**Задание 1**
Перепечатайте без изменений фрагмент рецензии на спектакль, начиная со слов «Первый и даже» и заканчивая словами «была какая-то драматургия.» включительно.

**Цитируемый текст**
################

Женщины-клоунессы живут своей жизнью. Вот Тетка, Сваха и Агаша сидят за столом, на котором лежит красный перчик — эмблема прошедшего фестиваля «Балтийский дом». Каждая по очереди недоверчиво берет его в руки, надкусывает, потом охает, с придыханьем повторяет «да, да… yes, yes, yes» и по-итальянски — «si, si…», получая от этого, судя по всему, огромное наслаждение, почти сексуальное удовлетворение.
Сцена из спектакля. Фото Ю. Богатырева
В финале все смешалось: мужчины, женщины, корзинки, тряпки, гладильные доски. Подколесин с Агашей, словно Ромео и Джульетта, мечутся по сцене, но неожиданно общая суета прекращается. В полной тишине Подколесин бормочет: «Готовы ли вы взять в жены ту, что видите перед собой. » — и вдруг на сцену с треском валится кукла-Подколесин, а настоящий еле успевает подхватить шест, на котором она держится, и потерянно шепчет то «да», то «нет». Персонажи стоят у черного задника, он медленно поднимается, открывая взору громадную фату, Подколесин выходит вперед со словами: «Женюсь, завтра же… а лучше потом, как-нибудь…» — а сверху по металлическим троссикам, натянутым через зал, разлетаются куколки невест, провисевшие над сценой весь спектакль.
Старая история о Подколесине в очередной раз закончилась весьма печально. Хотя, казалось бы, все шло к тому, чтобы свадьба состоялась. Да она и состоялась, только понарошку, в мечтах и фантазиях, о чем красноречиво свидетельствовала сцена застолья где-то на Сицилии — на чужой «хорошей», если верить Жевакину, земле. Видимо, и Крамеру эта земля не кажется «излишеством», если он решил укрепить русско-итальянские связи совместным проектом «Женитьбы».
ПЕТЕРБУРГСКАЯ ПЕРСПЕКТИВА
СУПЕР! ФЛЮ…
Неблагодарное занятие — ждать и звать режиссера на те позиции, на которых он тебя когда-то пленил. Может быть, надо перелететь суперфлю, вот и все.
Первый и даже немаленький кусок спектакля вдохновил. Вот, думаю, три четверти века назад футуристы, потом обэриуты Гоголя любили, и у Крамера такой новый рефлекс этой любви. К тому же пара Кочкарев (Сергей Бызгу) — Подколесин (Мурад Султаниязов) великолепна: заведенный чертик и какая-то «ангелова кукла», возлежащая на кушетке словно на облаке (реминисценция-предвосхищение Обломова). Есть сцена, где они, стоя рядом, раскачиваются, словно два маятника, — без слов и, кажется, вне времени. Это квинтэссенция спектакля. Пара самодостаточна, есть момент истины в этом немом действе, и он мог бы явиться кульминацией — если бы у зрелища в целом была какая-то драматургия.

################

**Исходные данные**
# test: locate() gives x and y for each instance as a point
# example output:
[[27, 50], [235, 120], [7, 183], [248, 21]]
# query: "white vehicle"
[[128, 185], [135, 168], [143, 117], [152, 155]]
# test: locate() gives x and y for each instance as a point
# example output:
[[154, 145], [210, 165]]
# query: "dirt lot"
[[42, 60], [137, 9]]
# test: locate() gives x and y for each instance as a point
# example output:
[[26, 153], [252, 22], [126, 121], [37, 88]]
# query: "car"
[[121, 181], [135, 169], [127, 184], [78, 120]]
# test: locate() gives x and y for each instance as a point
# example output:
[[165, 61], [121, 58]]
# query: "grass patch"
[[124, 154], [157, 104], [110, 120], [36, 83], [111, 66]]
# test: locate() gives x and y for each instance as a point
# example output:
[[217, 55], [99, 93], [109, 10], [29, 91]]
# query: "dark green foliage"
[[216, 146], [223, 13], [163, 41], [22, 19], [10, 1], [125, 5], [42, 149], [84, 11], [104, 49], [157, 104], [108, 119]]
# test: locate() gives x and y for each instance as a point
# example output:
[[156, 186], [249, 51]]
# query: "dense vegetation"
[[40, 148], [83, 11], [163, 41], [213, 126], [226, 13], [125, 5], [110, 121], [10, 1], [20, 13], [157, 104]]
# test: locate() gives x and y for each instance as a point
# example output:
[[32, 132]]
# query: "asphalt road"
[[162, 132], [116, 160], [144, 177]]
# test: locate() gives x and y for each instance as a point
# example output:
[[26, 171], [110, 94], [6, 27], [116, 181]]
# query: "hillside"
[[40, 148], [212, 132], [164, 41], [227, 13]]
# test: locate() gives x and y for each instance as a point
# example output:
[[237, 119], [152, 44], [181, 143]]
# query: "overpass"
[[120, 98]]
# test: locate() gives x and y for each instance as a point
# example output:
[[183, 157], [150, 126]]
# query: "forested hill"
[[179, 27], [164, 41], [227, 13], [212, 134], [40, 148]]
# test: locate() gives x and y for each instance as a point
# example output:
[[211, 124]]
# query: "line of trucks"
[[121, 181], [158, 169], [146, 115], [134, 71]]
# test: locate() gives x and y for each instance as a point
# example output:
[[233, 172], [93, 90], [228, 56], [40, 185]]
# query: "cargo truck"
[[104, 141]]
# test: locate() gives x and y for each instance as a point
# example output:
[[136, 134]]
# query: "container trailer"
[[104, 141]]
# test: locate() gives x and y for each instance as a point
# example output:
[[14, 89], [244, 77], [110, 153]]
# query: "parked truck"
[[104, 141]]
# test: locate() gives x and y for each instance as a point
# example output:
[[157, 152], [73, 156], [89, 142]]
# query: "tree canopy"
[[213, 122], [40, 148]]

################

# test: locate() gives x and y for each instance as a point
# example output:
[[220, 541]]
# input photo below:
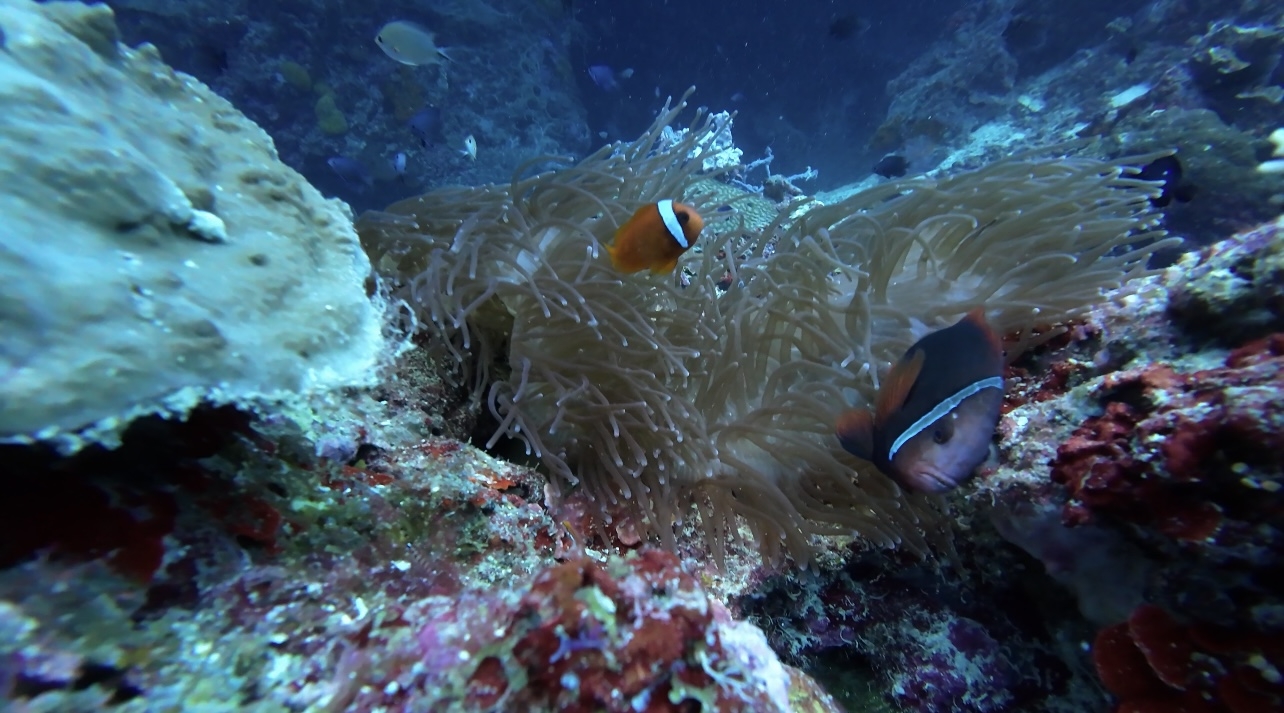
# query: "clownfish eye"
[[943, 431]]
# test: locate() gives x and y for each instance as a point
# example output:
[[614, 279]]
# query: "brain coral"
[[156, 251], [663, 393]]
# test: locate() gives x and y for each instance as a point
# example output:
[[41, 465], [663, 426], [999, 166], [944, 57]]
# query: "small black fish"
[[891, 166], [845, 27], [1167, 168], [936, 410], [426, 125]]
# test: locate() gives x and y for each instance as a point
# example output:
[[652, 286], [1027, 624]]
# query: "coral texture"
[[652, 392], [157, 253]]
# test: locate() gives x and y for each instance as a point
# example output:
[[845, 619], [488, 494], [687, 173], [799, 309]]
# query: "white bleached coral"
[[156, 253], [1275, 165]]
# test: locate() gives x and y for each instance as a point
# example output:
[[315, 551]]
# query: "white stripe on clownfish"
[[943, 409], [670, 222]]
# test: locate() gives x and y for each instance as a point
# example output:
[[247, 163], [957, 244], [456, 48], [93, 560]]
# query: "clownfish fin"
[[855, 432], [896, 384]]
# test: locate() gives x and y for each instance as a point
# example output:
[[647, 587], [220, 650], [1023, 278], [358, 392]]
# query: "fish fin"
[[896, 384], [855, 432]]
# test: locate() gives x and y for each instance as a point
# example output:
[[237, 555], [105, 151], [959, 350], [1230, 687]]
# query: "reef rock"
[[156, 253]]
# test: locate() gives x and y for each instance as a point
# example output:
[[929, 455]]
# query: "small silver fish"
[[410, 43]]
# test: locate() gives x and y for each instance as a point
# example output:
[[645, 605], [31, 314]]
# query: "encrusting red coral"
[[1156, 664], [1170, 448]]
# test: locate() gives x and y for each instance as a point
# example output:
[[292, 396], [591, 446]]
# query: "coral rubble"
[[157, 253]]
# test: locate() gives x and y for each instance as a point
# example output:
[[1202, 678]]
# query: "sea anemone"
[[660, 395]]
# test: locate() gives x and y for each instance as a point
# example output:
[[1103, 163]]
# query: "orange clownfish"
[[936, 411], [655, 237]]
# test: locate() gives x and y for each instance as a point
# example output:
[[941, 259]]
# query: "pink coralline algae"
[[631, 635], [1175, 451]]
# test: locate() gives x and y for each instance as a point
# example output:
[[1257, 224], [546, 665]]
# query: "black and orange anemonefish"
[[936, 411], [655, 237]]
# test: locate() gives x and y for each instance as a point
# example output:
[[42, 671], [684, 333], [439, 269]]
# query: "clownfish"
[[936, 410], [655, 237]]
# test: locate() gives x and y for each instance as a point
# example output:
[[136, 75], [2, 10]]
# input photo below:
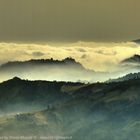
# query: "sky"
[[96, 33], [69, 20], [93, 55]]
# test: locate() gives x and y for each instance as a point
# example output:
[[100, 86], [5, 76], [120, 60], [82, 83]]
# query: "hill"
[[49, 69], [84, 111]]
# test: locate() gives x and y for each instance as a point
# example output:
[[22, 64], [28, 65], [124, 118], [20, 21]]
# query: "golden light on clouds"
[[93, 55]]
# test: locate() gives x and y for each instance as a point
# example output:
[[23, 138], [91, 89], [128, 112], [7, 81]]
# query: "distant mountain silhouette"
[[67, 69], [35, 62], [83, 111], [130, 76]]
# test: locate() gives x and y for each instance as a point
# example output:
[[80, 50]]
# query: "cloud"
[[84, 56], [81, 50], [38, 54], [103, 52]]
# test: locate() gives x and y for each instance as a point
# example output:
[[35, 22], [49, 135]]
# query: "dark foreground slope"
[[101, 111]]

################

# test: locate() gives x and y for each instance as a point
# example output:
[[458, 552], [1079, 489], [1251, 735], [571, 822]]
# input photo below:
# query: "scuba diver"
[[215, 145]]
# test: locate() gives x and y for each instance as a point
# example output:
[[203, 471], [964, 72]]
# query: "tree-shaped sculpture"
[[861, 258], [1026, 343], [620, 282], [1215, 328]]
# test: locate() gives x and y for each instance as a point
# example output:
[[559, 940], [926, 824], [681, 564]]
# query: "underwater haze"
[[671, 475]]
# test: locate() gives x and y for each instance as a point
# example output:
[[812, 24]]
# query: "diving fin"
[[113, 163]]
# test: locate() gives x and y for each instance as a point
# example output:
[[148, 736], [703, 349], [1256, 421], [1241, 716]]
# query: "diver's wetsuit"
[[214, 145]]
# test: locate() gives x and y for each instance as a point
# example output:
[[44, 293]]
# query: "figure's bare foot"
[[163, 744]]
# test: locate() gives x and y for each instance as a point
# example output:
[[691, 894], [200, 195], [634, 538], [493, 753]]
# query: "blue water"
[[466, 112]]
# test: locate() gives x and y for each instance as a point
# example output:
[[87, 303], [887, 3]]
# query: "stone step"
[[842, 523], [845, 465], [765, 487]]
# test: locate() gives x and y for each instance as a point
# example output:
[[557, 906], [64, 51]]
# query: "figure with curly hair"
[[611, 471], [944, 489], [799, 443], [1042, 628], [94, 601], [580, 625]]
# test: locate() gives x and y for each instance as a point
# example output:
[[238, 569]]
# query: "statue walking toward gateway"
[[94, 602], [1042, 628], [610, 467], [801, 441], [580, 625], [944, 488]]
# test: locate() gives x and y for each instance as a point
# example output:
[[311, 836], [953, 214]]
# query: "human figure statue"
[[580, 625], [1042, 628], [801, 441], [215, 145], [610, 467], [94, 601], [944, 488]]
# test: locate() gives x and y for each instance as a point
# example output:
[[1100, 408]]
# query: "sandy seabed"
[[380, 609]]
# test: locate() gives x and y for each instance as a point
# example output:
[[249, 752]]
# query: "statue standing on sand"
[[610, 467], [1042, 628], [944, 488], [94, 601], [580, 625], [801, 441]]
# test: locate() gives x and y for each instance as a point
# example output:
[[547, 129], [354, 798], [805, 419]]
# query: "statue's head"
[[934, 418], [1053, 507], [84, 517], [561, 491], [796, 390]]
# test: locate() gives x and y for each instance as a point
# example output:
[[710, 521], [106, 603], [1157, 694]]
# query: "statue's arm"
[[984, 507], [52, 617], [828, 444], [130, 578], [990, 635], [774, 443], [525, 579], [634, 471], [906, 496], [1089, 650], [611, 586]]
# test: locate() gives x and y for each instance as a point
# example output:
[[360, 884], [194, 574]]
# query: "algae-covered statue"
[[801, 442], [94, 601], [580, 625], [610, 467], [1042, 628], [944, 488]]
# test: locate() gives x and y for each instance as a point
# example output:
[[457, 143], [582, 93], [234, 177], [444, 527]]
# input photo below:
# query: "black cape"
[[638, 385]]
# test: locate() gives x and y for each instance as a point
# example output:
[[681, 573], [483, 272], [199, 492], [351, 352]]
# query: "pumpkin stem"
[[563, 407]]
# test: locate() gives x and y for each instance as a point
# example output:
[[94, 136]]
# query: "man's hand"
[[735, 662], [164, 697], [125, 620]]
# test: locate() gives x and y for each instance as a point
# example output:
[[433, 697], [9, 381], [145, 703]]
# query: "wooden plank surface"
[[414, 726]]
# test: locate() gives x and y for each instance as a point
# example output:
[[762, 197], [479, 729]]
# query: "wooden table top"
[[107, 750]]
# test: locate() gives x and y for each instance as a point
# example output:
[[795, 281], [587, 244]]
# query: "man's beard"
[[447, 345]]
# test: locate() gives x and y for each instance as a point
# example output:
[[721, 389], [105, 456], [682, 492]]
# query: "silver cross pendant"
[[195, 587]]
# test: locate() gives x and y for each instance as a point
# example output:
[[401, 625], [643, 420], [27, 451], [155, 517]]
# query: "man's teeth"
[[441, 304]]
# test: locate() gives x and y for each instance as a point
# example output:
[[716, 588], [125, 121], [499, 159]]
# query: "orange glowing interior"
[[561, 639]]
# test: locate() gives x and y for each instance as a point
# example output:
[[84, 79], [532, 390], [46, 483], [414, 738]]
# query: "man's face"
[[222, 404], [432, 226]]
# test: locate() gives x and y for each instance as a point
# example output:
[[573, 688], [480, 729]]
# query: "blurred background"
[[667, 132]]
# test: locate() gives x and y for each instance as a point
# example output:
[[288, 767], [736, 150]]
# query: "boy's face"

################

**Задание 2**
Сколько строк в записях выше содержат слово «tree» с учетом регистра? Ответьте одним числом.

**Разбор решения 1**
Первый и даже немаленький кусок спектакля вдохновил. Вот, думаю, три четверти века назад футуристы, потом обэриуты Гоголя любили, и у Крамера такой новый рефлекс этой любви. К тому же пара Кочкарев (Сергей Бызгу) — Подколесин (Мурад Султаниязов) великолепна: заведенный чертик и какая-то «ангелова кукла», возлежащая на кушетке словно на облаке (реминисценция-предвосхищение Обломова). Есть сцена, где они, стоя рядом, раскачиваются, словно два маятника, — без слов и, кажется, вне времени. Это квинтэссенция спектакля. Пара самодостаточна, есть момент истины в этом немом действе, и он мог бы явиться кульминацией — если бы у зрелища в целом была какая-то драматургия.

**Разбор решения 2**
2